Collected data entries:
□ □ □ □

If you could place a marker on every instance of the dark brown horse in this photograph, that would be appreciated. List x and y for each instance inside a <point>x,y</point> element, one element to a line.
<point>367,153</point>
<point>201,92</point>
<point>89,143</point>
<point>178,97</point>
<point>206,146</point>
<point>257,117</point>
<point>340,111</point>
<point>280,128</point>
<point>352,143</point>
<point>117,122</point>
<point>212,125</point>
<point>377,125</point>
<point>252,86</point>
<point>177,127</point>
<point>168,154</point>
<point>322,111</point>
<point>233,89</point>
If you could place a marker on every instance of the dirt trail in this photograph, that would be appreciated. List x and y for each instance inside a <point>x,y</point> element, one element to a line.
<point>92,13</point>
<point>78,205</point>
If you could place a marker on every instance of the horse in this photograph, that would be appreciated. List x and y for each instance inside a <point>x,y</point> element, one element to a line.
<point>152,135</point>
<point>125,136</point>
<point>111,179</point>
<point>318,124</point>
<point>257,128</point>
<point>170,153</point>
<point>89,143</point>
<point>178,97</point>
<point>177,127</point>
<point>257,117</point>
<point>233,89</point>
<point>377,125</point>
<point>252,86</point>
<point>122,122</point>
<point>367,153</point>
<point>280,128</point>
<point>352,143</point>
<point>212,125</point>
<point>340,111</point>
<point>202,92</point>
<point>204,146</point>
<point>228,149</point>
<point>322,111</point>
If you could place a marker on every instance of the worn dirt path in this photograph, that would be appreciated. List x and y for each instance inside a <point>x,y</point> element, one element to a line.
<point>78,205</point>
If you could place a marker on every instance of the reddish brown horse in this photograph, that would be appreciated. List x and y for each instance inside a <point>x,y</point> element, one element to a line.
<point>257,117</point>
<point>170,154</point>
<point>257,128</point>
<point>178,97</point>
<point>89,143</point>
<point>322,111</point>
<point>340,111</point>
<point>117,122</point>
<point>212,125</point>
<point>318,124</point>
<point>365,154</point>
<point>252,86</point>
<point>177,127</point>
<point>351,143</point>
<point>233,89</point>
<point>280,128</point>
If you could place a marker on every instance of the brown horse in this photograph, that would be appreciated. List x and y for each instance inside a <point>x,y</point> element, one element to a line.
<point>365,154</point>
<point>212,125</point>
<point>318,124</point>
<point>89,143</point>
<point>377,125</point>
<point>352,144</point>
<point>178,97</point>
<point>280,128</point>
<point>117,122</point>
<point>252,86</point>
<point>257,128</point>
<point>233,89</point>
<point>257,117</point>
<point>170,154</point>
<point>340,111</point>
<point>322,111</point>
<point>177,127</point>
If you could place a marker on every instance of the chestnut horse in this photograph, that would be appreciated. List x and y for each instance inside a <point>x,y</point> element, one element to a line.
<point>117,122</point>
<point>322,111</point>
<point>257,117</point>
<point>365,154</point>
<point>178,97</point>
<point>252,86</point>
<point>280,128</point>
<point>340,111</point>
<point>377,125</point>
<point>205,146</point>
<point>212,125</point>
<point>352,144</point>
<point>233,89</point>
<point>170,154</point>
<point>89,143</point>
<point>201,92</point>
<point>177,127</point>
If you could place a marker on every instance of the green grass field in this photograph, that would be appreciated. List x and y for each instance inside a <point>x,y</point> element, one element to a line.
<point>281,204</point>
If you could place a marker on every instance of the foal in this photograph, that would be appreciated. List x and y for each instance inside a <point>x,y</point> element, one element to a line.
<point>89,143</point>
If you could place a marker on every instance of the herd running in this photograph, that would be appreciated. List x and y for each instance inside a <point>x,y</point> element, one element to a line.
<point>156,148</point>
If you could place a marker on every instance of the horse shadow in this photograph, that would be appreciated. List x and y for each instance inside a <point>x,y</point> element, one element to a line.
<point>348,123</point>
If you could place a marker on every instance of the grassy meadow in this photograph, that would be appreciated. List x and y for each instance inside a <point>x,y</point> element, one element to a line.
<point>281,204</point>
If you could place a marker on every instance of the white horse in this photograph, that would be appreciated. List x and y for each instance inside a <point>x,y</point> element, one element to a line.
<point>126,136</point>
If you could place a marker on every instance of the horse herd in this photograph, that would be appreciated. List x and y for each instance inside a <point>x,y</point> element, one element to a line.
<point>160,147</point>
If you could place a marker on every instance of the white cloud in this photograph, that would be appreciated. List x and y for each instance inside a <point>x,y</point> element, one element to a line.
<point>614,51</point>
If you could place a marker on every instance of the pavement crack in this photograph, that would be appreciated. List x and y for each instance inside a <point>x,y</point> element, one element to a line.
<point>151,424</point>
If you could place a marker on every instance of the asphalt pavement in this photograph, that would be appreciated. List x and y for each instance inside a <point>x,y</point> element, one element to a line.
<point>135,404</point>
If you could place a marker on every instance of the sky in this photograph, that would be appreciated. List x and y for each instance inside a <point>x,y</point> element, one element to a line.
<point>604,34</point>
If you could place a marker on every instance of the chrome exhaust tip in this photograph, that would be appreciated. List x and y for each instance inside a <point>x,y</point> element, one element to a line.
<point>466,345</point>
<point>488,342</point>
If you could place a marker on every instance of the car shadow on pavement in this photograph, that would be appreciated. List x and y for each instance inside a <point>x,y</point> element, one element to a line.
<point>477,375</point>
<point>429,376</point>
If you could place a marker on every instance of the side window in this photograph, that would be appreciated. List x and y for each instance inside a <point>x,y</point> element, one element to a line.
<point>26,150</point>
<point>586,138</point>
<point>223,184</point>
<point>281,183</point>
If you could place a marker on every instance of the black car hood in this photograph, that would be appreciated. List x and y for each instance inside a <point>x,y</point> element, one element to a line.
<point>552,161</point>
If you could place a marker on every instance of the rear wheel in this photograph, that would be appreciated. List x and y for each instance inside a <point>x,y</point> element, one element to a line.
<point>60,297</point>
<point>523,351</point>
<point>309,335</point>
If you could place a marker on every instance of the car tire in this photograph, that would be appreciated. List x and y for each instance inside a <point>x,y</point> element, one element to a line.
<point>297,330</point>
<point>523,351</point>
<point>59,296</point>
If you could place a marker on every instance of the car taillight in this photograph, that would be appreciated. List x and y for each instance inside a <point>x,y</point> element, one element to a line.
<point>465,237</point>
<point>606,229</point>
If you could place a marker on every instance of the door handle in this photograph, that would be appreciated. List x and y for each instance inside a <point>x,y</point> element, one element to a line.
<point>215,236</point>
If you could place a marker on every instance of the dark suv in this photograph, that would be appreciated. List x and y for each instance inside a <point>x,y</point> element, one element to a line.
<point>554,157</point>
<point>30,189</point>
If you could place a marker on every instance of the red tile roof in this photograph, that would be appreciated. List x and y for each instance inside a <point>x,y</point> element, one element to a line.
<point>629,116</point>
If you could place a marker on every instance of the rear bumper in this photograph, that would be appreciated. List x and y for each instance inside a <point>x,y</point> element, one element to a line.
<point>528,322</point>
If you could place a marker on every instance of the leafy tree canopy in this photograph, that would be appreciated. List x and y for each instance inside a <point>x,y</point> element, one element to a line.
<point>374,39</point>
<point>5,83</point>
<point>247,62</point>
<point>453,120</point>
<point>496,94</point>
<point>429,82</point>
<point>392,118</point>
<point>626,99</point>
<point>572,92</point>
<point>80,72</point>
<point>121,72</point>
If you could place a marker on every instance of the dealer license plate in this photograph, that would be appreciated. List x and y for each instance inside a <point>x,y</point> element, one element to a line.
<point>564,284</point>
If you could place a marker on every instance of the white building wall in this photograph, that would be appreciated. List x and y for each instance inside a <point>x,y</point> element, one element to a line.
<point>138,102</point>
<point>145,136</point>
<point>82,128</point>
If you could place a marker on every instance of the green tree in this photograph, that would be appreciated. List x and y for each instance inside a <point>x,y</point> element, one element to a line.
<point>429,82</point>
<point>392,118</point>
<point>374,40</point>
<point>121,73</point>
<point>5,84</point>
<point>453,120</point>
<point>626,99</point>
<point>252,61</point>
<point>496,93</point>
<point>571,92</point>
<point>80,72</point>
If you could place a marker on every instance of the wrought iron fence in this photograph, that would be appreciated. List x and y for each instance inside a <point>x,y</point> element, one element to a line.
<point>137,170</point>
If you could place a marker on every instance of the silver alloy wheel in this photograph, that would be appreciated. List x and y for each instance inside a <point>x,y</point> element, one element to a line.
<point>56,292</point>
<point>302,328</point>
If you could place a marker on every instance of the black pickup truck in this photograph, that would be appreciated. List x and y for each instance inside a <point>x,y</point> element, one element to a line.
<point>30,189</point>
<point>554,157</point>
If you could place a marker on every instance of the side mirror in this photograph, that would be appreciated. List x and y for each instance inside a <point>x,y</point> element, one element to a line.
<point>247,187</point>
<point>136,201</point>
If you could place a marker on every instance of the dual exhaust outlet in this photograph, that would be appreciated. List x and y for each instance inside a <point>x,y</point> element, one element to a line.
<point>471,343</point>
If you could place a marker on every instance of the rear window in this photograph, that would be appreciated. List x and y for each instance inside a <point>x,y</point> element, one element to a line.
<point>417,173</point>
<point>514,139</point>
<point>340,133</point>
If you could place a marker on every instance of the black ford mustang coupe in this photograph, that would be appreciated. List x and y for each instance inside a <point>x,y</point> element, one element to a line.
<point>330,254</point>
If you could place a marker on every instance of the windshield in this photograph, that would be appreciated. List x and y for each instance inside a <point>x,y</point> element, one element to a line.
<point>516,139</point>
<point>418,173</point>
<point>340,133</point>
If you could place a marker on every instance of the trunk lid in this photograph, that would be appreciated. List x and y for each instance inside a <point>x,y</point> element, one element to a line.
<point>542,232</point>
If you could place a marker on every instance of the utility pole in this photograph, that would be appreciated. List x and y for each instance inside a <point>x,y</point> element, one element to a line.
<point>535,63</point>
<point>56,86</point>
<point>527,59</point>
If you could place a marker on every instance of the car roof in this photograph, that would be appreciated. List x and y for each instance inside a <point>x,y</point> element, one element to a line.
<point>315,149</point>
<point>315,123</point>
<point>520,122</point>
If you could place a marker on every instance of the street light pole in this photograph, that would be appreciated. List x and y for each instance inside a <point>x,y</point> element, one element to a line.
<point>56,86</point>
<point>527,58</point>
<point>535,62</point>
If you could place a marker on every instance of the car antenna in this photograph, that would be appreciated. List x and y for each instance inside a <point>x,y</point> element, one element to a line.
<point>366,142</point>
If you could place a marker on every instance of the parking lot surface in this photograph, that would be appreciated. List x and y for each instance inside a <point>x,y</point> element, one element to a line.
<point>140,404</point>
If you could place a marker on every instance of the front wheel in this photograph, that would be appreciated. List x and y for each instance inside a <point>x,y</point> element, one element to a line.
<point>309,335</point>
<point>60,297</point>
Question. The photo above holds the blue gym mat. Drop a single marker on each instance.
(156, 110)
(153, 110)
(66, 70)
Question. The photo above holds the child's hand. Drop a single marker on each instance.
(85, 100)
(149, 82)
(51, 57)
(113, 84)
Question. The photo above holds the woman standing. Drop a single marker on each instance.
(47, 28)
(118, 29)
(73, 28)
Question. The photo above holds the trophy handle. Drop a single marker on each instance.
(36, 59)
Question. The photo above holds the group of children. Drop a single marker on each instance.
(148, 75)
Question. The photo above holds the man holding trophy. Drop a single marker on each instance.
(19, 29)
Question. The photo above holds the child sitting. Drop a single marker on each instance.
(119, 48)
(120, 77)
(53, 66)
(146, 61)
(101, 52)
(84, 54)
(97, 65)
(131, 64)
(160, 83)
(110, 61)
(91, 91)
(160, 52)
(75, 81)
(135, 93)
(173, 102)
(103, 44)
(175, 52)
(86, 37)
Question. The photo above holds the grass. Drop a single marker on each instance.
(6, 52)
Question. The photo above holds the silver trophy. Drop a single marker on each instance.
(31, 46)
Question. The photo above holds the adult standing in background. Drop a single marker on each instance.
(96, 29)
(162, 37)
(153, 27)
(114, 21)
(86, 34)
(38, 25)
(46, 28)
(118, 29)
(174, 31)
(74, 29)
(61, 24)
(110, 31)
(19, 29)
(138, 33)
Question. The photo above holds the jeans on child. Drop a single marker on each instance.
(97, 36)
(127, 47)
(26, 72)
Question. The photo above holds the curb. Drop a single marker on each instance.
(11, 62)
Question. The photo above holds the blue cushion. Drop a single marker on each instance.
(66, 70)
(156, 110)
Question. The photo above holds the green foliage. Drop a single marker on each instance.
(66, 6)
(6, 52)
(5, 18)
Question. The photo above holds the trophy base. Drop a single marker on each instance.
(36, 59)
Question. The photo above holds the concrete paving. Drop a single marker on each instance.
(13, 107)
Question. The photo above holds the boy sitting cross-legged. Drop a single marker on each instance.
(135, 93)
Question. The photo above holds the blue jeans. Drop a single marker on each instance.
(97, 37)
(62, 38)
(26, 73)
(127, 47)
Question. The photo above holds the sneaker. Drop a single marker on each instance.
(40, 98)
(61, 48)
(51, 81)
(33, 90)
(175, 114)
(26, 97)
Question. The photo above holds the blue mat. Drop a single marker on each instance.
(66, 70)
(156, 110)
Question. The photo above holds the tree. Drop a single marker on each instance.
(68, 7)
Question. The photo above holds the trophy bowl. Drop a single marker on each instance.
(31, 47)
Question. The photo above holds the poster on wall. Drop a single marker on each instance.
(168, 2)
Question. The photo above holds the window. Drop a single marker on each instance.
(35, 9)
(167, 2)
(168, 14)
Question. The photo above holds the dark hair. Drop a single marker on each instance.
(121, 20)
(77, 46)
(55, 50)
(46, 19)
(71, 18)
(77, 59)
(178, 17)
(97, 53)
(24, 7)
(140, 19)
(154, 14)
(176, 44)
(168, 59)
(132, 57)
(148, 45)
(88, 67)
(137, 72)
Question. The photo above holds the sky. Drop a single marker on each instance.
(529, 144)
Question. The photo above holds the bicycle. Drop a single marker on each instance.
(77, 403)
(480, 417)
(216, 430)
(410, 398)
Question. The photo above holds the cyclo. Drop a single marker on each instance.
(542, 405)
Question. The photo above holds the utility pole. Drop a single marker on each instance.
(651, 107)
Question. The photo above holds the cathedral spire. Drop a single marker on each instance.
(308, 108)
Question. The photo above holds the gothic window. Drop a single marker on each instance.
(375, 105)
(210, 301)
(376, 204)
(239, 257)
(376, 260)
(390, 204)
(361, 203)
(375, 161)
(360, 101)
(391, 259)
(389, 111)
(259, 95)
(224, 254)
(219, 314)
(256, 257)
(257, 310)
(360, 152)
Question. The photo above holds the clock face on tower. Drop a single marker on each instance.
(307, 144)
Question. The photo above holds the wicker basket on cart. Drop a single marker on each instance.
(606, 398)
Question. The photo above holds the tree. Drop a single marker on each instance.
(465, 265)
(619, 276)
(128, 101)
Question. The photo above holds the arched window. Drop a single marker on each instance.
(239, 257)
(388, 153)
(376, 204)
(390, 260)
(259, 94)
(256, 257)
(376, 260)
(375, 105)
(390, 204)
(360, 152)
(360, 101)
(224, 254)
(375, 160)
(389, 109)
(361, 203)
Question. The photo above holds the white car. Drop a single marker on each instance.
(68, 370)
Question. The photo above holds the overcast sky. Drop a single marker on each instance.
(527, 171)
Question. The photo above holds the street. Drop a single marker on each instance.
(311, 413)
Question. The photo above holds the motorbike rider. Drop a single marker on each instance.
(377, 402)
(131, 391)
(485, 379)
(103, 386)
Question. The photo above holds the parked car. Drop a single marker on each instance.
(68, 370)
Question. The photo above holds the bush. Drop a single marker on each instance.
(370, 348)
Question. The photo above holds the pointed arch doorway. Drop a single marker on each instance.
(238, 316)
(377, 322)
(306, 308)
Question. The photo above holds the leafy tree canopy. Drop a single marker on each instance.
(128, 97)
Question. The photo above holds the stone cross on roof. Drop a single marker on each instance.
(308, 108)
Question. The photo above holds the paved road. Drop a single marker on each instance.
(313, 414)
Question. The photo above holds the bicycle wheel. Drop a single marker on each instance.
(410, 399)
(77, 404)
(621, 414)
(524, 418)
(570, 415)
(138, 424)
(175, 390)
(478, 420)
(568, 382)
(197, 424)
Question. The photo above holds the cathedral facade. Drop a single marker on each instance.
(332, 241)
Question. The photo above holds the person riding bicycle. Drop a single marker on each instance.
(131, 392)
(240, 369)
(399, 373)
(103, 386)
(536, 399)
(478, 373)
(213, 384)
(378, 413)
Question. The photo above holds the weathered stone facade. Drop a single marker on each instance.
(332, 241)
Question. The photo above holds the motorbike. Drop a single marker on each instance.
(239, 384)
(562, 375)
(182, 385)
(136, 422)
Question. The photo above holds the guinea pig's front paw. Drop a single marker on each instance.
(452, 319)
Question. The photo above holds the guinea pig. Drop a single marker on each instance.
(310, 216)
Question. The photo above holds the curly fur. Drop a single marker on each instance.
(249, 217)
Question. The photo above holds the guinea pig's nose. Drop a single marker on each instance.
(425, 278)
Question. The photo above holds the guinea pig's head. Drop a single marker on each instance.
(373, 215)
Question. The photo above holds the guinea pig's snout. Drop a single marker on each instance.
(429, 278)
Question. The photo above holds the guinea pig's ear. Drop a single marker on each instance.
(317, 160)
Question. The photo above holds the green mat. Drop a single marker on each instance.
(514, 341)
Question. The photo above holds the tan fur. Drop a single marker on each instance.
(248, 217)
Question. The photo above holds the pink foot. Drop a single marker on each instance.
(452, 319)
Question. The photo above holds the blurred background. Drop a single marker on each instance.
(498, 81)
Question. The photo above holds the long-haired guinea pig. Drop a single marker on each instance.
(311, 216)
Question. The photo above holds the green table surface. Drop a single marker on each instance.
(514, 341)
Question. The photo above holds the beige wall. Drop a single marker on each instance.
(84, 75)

□ □ □ □

The reply must hold exactly the lines from the one containing "Question. The photo above holds the pink" to the last line of the entries, and nothing more.

Question. The photo above holds the pink foot. Drop a single marker on each instance.
(452, 319)
Question. The photo above holds the blurred background. Drop a single marker on each instance.
(498, 81)
Question. The photo above holds the long-haired guinea pig. Drop a single marker on each instance.
(311, 216)
Question. The photo above holds the green table surface. Drop a single marker on each instance.
(514, 341)
Question. The photo above holds the beige wall. Drop a single marker on each instance.
(84, 75)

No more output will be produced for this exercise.